═════ INFORMATION

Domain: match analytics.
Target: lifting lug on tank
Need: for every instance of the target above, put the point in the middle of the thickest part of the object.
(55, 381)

══════════
═════ INFORMATION

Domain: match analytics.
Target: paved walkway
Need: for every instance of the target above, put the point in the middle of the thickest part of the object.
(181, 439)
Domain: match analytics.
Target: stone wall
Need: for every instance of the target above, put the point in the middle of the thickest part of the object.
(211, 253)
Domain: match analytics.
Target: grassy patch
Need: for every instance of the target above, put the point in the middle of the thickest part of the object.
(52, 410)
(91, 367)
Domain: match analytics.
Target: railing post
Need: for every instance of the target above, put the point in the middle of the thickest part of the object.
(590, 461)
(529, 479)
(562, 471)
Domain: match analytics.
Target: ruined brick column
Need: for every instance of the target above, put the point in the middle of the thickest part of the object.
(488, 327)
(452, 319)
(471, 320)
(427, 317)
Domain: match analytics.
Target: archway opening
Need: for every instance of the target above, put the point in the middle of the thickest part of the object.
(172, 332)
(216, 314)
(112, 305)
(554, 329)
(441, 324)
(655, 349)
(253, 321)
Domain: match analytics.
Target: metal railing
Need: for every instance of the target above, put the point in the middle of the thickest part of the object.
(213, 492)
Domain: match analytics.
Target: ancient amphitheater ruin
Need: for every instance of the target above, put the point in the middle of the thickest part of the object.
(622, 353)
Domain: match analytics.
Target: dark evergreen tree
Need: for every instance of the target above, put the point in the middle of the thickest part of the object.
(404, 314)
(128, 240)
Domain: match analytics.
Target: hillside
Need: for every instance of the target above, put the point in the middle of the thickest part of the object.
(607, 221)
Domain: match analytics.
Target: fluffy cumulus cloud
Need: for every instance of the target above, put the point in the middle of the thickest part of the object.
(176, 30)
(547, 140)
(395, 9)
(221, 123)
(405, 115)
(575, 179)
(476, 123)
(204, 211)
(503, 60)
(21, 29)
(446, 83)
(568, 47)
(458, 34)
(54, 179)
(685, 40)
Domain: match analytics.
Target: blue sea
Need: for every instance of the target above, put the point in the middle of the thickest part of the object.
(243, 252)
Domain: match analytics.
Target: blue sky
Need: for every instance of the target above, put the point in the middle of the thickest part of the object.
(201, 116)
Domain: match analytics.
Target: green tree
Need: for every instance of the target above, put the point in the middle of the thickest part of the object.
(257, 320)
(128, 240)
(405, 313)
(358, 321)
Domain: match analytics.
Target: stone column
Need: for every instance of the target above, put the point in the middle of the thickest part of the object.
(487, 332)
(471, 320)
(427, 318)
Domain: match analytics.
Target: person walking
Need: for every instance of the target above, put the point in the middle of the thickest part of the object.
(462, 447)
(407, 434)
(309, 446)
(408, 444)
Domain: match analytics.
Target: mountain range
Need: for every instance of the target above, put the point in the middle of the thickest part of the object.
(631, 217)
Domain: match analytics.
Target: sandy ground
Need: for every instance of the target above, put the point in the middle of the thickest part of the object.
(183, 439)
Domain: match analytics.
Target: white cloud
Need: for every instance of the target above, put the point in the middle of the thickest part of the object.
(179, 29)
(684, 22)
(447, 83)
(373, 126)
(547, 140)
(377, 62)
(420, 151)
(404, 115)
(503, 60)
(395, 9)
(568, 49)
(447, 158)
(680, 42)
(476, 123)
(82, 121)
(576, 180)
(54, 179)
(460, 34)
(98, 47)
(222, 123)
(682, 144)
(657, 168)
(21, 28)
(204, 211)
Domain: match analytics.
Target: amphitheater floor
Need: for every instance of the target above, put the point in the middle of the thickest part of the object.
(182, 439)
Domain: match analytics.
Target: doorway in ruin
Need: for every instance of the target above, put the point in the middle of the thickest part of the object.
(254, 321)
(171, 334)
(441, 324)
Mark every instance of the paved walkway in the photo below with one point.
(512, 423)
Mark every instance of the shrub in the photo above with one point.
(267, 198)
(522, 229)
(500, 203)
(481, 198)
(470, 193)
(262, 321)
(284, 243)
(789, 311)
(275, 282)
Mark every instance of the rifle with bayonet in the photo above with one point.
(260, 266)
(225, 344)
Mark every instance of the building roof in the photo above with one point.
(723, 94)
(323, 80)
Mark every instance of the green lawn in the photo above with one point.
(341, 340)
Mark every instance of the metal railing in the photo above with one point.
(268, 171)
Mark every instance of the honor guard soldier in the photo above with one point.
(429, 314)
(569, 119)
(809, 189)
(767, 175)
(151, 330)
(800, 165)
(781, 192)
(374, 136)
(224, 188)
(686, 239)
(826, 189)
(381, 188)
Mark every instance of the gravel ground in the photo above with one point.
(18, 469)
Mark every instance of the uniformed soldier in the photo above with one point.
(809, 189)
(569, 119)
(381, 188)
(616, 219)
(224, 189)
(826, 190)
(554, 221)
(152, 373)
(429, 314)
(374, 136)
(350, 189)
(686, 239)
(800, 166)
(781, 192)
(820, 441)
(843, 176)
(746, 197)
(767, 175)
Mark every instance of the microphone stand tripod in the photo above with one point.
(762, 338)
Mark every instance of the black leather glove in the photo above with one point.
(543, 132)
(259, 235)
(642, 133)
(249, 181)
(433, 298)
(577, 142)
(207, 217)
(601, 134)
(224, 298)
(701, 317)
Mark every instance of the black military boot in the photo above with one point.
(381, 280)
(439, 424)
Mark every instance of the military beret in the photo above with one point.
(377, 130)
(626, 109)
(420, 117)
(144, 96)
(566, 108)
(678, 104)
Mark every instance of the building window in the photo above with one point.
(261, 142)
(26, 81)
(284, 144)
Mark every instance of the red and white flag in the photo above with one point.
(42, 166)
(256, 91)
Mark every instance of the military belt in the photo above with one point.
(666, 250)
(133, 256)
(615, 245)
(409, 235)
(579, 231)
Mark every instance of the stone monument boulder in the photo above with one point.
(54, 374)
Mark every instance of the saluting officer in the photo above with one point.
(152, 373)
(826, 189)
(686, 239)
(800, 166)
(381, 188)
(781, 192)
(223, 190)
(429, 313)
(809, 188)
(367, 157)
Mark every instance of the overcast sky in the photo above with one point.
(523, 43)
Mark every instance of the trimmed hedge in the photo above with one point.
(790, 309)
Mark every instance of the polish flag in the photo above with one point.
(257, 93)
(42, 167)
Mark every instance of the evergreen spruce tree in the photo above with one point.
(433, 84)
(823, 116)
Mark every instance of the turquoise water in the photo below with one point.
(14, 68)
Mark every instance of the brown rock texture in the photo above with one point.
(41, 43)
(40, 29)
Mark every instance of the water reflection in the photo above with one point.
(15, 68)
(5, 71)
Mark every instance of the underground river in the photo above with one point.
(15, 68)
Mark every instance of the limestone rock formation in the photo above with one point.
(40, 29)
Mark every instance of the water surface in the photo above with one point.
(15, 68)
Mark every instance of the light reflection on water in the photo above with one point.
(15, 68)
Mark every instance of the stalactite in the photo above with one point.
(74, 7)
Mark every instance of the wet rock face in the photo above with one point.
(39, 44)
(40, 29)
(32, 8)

══════════
═════ INFORMATION

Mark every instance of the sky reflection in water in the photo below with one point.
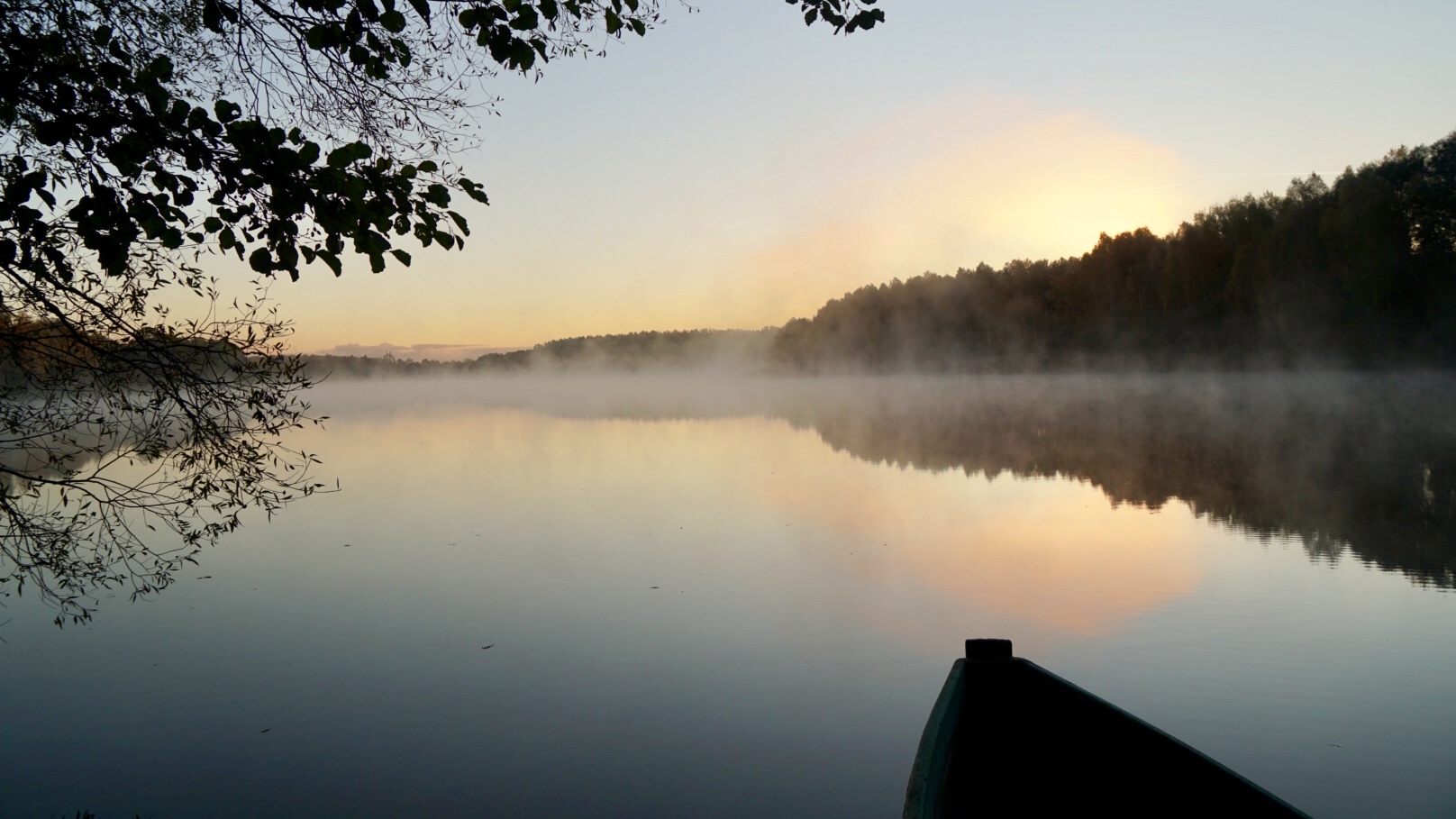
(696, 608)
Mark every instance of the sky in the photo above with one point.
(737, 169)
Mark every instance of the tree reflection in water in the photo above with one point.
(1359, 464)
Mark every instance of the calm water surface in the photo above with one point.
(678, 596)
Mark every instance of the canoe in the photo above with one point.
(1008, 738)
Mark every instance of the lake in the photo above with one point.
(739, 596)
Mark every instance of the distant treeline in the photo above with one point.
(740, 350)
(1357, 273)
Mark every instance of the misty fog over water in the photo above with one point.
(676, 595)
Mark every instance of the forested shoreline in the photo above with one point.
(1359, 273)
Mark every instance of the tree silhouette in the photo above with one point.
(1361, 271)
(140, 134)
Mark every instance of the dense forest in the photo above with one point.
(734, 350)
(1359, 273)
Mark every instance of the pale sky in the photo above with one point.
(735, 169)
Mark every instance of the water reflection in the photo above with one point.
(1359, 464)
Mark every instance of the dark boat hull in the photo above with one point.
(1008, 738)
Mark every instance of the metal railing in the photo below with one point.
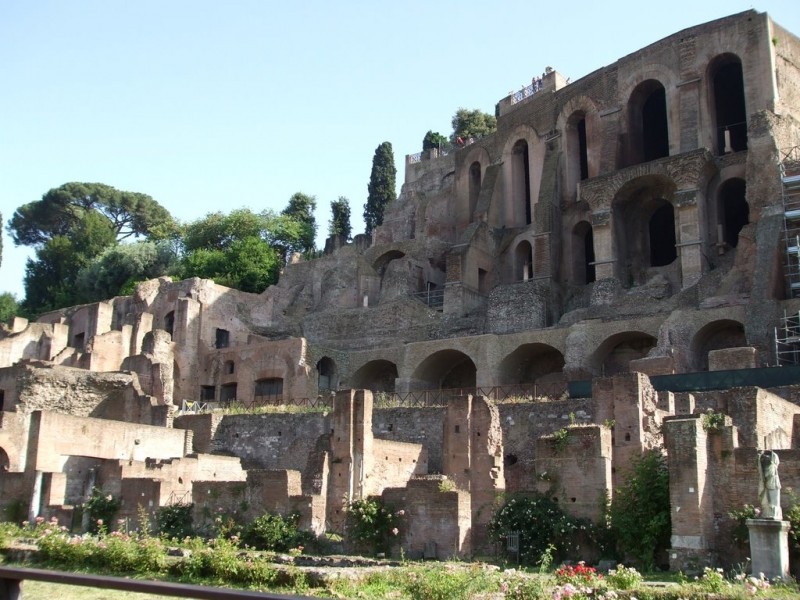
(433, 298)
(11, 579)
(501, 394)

══════════

• **WHAT NEEDS TO BE DONE**: Scan the data above and copy each line containing the word "amphitheater".

• **OUTPUT FOR THIS TASK**:
Target: ancient amphitheater ruin
Target: amphitheater floor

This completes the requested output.